[Dataset records]
———

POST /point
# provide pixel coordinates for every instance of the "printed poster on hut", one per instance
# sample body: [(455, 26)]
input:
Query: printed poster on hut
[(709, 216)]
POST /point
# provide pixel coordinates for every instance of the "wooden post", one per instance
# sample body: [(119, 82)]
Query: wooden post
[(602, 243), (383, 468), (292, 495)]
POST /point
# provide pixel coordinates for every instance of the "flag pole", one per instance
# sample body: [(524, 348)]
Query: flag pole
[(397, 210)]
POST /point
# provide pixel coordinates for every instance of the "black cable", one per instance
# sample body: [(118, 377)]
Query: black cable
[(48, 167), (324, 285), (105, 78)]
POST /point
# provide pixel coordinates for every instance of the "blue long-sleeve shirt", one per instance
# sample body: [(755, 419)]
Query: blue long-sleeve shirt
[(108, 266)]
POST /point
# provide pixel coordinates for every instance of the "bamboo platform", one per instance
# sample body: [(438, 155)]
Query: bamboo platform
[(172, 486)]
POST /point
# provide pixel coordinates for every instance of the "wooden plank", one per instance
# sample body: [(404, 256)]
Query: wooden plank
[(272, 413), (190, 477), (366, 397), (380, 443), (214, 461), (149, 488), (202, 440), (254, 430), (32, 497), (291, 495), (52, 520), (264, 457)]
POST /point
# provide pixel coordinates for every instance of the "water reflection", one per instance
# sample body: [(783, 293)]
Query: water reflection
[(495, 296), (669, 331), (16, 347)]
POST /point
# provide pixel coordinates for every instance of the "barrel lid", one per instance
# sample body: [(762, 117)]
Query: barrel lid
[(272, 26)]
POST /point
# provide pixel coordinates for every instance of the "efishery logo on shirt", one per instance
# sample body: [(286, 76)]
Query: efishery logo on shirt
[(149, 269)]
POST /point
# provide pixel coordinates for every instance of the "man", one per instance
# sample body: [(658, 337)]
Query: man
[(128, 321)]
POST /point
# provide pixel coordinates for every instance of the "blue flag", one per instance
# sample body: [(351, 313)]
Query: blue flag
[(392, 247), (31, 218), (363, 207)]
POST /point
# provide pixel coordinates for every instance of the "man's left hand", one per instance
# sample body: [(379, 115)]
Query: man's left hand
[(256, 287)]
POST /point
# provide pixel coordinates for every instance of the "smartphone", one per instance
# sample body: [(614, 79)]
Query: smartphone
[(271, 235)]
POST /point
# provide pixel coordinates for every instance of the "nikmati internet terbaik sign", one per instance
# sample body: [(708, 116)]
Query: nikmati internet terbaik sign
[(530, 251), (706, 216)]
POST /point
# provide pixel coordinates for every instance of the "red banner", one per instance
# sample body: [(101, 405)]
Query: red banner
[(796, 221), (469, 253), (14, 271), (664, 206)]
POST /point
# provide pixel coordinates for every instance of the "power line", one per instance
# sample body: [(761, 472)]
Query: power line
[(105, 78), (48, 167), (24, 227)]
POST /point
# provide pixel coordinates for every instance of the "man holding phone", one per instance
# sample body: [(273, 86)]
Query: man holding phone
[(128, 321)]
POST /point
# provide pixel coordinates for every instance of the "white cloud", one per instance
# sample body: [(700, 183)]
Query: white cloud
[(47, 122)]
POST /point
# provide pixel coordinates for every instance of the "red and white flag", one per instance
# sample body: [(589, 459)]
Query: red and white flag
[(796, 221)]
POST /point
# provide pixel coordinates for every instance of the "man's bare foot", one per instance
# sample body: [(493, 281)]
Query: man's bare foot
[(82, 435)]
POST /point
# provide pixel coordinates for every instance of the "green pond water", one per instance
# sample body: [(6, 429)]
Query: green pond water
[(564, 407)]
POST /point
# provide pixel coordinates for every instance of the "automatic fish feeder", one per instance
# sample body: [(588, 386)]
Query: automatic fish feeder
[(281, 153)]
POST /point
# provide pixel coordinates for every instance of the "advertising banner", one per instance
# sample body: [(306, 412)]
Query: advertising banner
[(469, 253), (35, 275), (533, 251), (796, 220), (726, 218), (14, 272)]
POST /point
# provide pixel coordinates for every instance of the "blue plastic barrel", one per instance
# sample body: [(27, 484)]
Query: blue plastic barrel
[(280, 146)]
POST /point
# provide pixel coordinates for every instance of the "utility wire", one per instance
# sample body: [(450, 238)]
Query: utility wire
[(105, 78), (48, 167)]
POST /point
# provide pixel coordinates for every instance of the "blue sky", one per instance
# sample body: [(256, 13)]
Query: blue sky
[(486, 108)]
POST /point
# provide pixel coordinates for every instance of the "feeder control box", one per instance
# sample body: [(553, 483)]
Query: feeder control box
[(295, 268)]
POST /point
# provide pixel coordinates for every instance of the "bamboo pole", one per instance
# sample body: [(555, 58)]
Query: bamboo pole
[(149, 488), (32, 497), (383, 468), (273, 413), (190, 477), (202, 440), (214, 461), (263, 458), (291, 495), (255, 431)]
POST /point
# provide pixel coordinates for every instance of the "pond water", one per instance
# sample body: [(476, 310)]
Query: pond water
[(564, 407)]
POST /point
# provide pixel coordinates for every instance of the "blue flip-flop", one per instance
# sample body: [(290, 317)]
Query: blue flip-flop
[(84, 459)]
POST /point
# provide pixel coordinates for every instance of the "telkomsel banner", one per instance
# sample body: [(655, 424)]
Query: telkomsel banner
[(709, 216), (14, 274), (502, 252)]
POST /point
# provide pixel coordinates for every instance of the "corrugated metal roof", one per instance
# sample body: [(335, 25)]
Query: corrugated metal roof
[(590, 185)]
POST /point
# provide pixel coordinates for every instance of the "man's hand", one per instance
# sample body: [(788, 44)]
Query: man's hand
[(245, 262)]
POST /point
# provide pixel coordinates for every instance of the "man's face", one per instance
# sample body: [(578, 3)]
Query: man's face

———

Retype every entry word for word.

POST /point
# provide pixel coordinates for every instance of the "printed poster on hut", one per instance
# sample body: [(455, 26)]
input:
Query: printed poster on hut
[(709, 216)]
POST /point
# provide pixel coordinates for every instance of the "wooden post", one per instance
# sample body: [(119, 82)]
Query: wooden post
[(602, 243), (383, 468), (292, 495)]
POST /point
# provide pixel coordinates for every instance of the "flag pole", one per instance
# sample body: [(524, 348)]
Query: flag pole
[(397, 210)]
POST /point
# provide pixel coordinates for every instance of the "black cable", one per instance
# sample body: [(118, 377)]
Query: black cable
[(48, 167), (324, 285), (105, 78)]
POST /point
# provide pixel coordinates for every instance of the "blue long-sleeve shirt", one per instance
# sample body: [(755, 419)]
Query: blue long-sleeve shirt
[(108, 266)]
POST /point
# provide pixel coordinates for every instance of the "bamboo platform", one per instance
# sample body: [(438, 155)]
Query: bamboo platform
[(172, 486)]
POST /point
# provide pixel coordinates for every instance of the "wooden plank", one per instance
# sample body: [(404, 256)]
Query: wooden plank
[(272, 413), (190, 477), (366, 397), (380, 443), (214, 461), (149, 488), (202, 440), (254, 430), (32, 497), (291, 495), (52, 520), (264, 457)]
POST /point
# provide pixel coordinates for every instance of the "water reflection", one per instance
# sample body: [(783, 293)]
Query: water reflection
[(495, 296), (669, 331), (16, 347)]
POST /point
# provide pixel coordinates for every instance of the "barrel lid", one per instance
# sample body: [(762, 117)]
Query: barrel lid
[(272, 26)]
POST /point
# provide pixel coordinates for every instance of the "efishery logo on shirt", one per instance
# sample body: [(286, 76)]
Query: efishery logo on shirt
[(149, 269)]
POST /point
# provide pixel coordinates for every instance of the "man", one per instance
# sample body: [(658, 337)]
Query: man
[(128, 321)]
POST /point
# provide pixel coordinates for every instance of the "blue flag", one per instance
# sample body: [(351, 313)]
Query: blue flag
[(392, 247), (31, 218), (363, 207)]
POST /point
# provide pixel coordinates for every instance of the "man's left hand", one per instance
# sample body: [(379, 115)]
Query: man's left hand
[(256, 287)]
POST /point
# provide pixel coordinates for every instance of the "smartphone", one per instance
# sample body: [(614, 79)]
Query: smartphone
[(271, 235)]
POST /point
# provide pixel coordinates for every instance of the "nikmati internet terbaik sign", one per instance
# sample body: [(708, 116)]
Query: nikmati internet terbaik sign
[(530, 251), (706, 216)]
POST /point
# provide pixel coordinates for every instance of the "red banner", one per instance
# sample body: [(101, 405)]
Query: red banner
[(796, 221), (469, 253), (14, 271), (664, 206)]
POST /point
# provide pixel coordinates for every instance of the "power line", one per instance
# sample body: [(761, 472)]
Query: power line
[(105, 78), (48, 167), (24, 227)]
POST /point
# provide pixel coordinates for every instance of the "man holding phone", one per instance
# sample body: [(273, 86)]
Query: man holding phone
[(128, 321)]
POST /point
# provide pixel coordinates for every instance of the "white cloud", one per instance
# sample body: [(700, 183)]
Query: white cloud
[(47, 122)]
POST /point
# provide pixel coordinates for every instance of the "red and white flag", one per instance
# sample body: [(589, 459)]
Query: red and white flag
[(796, 221)]
POST /point
# provide pixel coordinates for every instance of the "man's bare foot", one per instance
# sample body: [(493, 281)]
Query: man's bare foot
[(82, 435)]
POST /point
# provide pixel coordinates for every instance of the "green pond water", one per instance
# sample body: [(6, 429)]
Query: green pond water
[(564, 407)]
POST /point
# provide pixel coordinates for every instance of the "automatic fish feeder", one per instance
# sample body: [(588, 386)]
Query: automatic fish feeder
[(281, 153)]
POST /point
# provide pixel coordinates for every instance of the "advertising banner", one per instance
# sample body: [(306, 412)]
Query: advertising banner
[(469, 253), (35, 275), (533, 251), (796, 220), (726, 218), (14, 272)]
POST /point
# provide pixel coordinates for every instance of the "blue plastic barrel", one per instance
# sample body: [(27, 484)]
Query: blue plastic barrel
[(280, 146)]
POST /point
# provide pixel coordinates for every instance of the "utility wire", one per instance
# sample body: [(450, 238)]
Query: utility wire
[(105, 78), (48, 167)]
POST /point
# provide pixel coordinates for every instance of the "blue sky", one per instance
# sample body: [(256, 13)]
Query: blue sky
[(486, 108)]
POST /point
# provide pixel coordinates for every instance of the "feeder control box", one per instance
# sample body: [(553, 483)]
Query: feeder control box
[(295, 268)]
POST /point
# provide pixel coordinates for every instance of the "bamboo pole", one per instance
# sample body: [(555, 58)]
Query: bamboo pole
[(149, 488), (32, 497), (383, 468), (273, 413), (190, 477), (202, 440), (214, 461), (263, 458), (291, 495), (255, 431)]
POST /point
# provide pixel coordinates for every instance of the "pond water", one per instance
# sample body: [(476, 310)]
Query: pond water
[(564, 407)]
POST /point
# provide pixel coordinates for every instance of the "blue flip-flop", one per instance
# sample body: [(290, 317)]
Query: blue flip-flop
[(84, 459)]
POST /point
# provide pixel coordinates for every instance of the "telkomsel banner", one per instance
# sample body: [(655, 424)]
Query: telkomsel banner
[(709, 216), (14, 274), (502, 252)]
POST /point
# provide pixel coordinates for every instance of the "corrugated metal roof", one per instance
# sample body: [(335, 25)]
Query: corrugated metal roof
[(590, 185)]
POST /point
# provide pixel coordinates for every instance of the "man's hand", one per instance
# sample body: [(788, 44)]
Query: man's hand
[(245, 262)]
POST /point
# provide pixel coordinates for every instance of the "man's face", one per instance
# sample body: [(578, 3)]
Query: man's face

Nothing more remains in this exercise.